Document excerpt ::

General characteristics
- Length: 15 ft (4.6 m)
- Beam: 5 ft (1.5 m)
- Sail plan: Square rig (7 sails on three masts; 132 sq ft (12.3 m^{2}) of sail area)

= Maryland Federalist =

Maryland Federalist is a 15 ft replica ship built in 1987 and now located at BWI Airport near Concourse D. The ship is a replica of the miniature ship Federalist which was built in 1788.

==Original Federalist==
The merchants of Baltimore celebrated Maryland's ratification of the United States Constitution on April 28, 1788, by building a 15 ft miniature ship called Federalist. The ship was designed by Joshua Barney, a native of Baltimore and commodore in the United States Navy. Federalist was the centerpiece of a parade in Baltimore before being sailed by Barney down the Chesapeake Bay and up the Potomac River to Mount Vernon to be presented as a gift to George Washington. According to Washington's diary, Barney arrived on June 8, 1788. Federalist sank in a "hurricane" on July 24.

Entries shown ::
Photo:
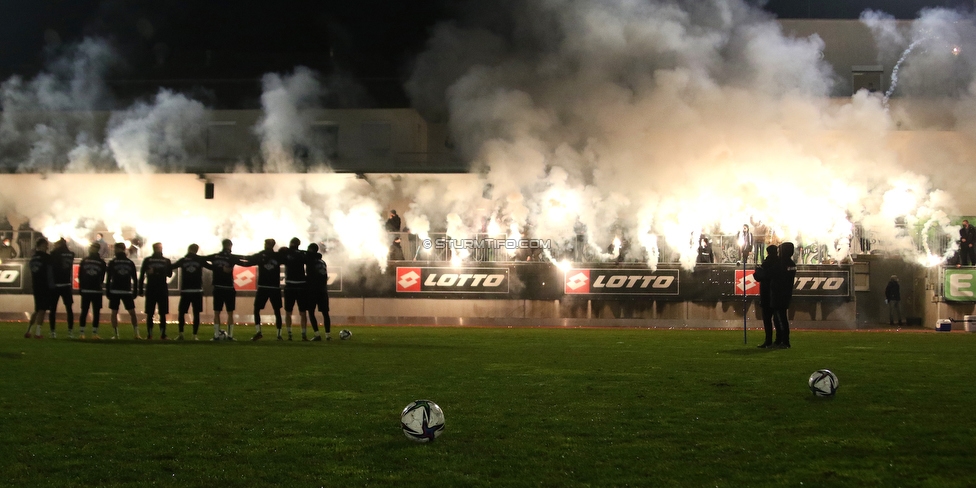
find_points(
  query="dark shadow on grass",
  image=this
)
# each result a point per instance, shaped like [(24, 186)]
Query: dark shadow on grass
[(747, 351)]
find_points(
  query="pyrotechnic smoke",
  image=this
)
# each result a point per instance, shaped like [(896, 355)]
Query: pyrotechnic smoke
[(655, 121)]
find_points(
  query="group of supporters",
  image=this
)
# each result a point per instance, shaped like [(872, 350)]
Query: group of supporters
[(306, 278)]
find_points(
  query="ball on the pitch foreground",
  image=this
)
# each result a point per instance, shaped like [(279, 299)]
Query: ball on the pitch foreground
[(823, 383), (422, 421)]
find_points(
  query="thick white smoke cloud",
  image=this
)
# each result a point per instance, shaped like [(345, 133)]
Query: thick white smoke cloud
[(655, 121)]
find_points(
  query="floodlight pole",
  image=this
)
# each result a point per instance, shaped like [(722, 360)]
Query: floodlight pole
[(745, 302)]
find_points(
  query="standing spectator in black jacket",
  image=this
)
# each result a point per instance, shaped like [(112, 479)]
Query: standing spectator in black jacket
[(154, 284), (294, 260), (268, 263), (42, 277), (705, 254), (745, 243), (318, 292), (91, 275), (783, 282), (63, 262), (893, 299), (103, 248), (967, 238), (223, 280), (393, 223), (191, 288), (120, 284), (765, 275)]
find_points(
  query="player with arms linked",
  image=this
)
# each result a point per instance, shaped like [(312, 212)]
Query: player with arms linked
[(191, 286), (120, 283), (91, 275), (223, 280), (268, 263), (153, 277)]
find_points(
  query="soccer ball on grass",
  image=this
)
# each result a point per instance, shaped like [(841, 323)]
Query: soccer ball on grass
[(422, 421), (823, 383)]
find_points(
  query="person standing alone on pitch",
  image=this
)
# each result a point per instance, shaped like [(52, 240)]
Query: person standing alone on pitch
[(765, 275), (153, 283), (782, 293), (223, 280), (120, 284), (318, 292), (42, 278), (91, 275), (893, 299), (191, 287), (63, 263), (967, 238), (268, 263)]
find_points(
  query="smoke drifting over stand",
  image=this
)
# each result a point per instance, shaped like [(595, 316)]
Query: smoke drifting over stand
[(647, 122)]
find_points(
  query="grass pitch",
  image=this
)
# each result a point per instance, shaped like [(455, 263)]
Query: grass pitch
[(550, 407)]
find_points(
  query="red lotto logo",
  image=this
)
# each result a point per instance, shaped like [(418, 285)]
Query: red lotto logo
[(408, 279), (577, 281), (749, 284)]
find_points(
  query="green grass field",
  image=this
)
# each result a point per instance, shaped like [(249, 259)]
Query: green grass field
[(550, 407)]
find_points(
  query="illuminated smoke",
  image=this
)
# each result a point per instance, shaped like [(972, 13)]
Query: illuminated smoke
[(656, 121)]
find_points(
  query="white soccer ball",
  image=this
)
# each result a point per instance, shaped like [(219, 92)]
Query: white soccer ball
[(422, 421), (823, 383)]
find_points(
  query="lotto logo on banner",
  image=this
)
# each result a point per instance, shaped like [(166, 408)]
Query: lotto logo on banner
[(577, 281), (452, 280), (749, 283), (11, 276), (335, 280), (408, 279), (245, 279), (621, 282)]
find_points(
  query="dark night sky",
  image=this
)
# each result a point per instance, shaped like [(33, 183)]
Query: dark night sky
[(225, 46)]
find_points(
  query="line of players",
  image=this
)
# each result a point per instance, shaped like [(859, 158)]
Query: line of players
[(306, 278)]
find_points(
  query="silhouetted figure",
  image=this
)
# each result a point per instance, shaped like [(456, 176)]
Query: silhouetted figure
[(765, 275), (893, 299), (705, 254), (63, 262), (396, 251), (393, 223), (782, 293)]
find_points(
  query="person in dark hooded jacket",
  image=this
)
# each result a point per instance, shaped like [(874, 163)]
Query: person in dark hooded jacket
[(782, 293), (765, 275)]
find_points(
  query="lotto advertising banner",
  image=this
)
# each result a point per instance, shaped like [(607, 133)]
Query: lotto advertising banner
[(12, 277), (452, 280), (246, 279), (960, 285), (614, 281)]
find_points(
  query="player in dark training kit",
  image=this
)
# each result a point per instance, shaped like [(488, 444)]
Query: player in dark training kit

Task details ::
Translate this sentence from the Maryland Federalist text into Spanish: "The ship was designed by Joshua Barney, a native of Baltimore and commodore in the United States Navy."

Answer area ::
El barco fue diseñado por Joshua Barney, natural de Baltimore y comodoro de la Marina de los Estados Unidos.